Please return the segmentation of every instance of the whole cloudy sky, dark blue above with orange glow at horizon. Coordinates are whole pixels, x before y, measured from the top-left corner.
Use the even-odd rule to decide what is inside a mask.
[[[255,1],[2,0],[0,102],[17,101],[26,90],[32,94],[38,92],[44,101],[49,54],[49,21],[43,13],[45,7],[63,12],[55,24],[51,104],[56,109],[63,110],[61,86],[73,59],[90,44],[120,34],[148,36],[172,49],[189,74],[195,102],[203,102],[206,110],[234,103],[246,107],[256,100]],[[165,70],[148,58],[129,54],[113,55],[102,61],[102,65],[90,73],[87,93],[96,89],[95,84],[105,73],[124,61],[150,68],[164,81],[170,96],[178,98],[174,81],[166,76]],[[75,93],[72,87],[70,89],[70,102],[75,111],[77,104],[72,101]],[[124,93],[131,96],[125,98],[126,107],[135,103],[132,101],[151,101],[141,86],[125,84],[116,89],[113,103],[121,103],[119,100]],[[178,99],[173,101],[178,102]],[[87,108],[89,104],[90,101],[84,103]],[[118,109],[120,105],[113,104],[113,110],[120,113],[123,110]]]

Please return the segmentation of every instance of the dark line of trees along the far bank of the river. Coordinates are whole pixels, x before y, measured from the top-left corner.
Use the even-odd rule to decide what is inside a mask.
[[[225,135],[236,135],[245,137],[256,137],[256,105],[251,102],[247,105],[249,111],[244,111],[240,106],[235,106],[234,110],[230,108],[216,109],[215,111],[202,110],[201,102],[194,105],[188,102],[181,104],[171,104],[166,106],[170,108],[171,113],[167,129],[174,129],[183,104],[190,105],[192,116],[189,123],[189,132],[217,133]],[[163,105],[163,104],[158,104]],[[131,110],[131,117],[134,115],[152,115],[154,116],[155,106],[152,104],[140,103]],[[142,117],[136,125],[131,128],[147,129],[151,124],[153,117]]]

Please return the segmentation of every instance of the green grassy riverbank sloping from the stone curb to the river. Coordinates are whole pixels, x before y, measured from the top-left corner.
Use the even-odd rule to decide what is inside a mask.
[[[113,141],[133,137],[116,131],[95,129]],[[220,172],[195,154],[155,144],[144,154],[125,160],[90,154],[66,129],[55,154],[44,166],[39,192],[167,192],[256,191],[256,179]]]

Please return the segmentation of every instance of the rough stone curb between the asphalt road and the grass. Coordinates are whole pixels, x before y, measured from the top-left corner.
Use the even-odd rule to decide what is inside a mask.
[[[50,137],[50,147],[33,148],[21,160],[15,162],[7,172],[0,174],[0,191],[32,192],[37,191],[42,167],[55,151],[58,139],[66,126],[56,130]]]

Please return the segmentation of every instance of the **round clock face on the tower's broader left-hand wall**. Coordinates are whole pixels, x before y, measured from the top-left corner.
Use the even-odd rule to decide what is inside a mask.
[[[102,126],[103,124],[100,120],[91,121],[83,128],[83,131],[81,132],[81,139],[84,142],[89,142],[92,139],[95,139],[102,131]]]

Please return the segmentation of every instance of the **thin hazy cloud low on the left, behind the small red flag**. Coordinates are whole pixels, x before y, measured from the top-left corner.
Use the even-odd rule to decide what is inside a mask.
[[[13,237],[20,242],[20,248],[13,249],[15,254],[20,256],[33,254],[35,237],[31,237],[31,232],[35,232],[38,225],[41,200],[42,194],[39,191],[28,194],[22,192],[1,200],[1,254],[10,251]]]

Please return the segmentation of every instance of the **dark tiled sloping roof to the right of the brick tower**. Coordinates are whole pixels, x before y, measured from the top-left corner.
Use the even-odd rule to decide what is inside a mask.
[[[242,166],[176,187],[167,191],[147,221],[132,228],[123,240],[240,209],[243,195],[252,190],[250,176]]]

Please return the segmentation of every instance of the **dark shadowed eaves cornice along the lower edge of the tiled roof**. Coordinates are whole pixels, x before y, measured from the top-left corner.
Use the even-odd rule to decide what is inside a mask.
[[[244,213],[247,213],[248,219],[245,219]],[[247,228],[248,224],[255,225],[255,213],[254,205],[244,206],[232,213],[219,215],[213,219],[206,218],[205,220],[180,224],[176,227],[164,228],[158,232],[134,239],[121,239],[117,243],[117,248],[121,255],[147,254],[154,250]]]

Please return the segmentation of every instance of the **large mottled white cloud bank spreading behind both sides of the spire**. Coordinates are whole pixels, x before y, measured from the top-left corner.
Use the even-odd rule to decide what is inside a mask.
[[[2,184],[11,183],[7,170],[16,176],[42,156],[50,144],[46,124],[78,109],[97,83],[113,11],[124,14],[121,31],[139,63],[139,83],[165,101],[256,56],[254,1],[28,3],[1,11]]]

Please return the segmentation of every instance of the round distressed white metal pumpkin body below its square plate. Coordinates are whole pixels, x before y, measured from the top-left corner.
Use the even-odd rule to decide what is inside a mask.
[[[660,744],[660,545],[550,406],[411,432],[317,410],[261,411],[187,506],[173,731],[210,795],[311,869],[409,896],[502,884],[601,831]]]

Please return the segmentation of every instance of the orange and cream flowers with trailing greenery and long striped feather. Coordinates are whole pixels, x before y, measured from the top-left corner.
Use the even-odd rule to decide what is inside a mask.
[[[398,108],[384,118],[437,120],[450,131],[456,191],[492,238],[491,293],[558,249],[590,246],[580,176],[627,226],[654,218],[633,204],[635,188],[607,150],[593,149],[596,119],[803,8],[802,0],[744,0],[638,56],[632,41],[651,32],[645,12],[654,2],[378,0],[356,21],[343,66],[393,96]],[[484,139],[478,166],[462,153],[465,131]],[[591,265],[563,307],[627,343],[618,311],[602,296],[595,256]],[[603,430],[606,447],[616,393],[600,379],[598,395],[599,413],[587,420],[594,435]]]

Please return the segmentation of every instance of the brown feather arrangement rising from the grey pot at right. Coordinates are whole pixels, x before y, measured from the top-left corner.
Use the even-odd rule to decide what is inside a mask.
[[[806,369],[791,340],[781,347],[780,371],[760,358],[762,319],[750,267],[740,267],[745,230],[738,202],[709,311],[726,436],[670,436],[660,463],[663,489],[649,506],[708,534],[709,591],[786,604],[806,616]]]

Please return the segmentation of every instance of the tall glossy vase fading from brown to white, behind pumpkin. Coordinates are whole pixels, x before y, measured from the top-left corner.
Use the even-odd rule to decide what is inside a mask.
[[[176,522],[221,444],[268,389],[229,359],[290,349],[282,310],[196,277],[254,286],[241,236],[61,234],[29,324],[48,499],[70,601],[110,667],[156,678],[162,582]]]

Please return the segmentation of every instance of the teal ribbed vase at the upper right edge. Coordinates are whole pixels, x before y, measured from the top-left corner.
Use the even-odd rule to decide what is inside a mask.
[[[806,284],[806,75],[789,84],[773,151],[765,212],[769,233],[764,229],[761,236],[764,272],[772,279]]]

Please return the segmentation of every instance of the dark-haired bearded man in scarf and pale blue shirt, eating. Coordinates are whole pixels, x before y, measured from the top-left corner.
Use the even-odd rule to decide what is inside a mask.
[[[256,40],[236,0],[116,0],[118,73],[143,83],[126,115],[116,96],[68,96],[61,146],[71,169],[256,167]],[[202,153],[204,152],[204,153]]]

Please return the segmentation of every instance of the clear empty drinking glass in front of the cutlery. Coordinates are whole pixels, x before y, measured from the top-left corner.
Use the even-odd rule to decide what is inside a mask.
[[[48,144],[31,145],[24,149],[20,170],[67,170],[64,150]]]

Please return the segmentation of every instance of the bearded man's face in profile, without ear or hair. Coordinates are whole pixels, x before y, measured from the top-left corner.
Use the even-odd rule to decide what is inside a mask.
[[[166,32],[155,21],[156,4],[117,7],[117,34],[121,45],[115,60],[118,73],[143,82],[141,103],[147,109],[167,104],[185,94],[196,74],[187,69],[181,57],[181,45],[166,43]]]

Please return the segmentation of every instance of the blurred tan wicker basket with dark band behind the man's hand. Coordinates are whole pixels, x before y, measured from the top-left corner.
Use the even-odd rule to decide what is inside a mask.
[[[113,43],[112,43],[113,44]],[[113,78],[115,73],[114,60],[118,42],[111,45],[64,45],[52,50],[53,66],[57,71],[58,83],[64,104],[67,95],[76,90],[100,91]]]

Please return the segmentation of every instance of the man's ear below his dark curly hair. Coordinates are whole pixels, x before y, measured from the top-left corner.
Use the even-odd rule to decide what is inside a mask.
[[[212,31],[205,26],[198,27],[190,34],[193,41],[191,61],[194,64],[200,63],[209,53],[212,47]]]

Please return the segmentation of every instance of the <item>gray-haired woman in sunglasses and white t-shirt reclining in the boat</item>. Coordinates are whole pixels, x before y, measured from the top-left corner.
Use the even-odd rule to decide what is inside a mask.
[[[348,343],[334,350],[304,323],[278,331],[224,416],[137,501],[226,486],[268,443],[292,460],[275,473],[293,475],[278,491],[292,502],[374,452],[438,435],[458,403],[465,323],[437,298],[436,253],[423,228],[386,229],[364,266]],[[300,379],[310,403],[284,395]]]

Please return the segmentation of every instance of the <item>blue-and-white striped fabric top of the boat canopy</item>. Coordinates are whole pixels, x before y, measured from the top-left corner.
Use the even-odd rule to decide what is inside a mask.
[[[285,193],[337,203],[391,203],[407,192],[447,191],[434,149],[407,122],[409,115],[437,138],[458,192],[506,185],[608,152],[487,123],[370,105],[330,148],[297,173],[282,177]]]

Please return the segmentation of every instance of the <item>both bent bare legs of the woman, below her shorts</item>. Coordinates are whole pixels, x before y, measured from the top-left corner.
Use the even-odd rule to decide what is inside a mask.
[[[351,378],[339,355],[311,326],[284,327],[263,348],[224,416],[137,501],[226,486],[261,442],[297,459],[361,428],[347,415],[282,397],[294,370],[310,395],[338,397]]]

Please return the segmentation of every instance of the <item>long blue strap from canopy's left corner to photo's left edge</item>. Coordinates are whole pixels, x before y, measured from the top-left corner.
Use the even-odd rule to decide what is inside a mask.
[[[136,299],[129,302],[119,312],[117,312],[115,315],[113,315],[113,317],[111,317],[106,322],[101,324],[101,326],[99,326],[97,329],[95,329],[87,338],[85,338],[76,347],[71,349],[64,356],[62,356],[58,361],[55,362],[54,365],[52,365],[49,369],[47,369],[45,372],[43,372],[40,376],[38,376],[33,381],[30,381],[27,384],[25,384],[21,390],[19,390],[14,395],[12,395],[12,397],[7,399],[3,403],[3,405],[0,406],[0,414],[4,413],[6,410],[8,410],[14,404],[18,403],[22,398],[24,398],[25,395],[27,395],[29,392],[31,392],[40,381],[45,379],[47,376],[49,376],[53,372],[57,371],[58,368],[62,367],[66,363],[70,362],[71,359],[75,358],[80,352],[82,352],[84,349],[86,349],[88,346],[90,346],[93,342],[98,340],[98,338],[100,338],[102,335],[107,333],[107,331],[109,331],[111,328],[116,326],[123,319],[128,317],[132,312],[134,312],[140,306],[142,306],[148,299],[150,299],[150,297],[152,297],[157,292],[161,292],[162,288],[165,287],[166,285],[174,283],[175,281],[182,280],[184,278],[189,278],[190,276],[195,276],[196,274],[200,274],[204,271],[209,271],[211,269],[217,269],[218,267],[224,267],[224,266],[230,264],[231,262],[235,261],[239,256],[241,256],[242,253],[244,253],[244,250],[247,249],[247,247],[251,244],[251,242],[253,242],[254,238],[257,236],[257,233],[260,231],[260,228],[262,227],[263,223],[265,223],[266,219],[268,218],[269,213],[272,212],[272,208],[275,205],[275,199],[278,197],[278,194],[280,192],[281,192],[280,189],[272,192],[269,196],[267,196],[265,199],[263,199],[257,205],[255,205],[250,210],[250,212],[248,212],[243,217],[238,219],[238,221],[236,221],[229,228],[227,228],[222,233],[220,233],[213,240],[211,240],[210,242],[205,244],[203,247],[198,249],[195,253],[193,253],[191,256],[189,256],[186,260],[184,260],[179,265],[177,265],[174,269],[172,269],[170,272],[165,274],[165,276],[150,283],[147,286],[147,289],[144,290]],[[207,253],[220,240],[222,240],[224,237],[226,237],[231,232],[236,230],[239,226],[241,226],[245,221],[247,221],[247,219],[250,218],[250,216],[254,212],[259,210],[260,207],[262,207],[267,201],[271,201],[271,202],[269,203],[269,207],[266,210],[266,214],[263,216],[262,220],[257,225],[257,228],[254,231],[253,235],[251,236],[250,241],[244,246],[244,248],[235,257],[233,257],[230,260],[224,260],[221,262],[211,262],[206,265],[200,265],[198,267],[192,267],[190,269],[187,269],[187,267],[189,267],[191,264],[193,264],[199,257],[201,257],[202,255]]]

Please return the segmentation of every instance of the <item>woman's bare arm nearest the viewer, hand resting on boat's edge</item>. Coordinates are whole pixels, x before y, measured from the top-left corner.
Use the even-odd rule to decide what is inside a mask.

++++++++++

_Work required:_ Your output should be an exact transcription of the line that holds "of the <item>woman's" and each line after it through the end of the listing above.

_Solution for this task:_
Please return the segmentation of every instance of the <item>woman's bare arm nearest the viewer, hand resting on boat's edge</item>. Coordinates are whole pixels, x before y, measured from the top-left corner.
Use the even-odd rule to decide what is inside a mask.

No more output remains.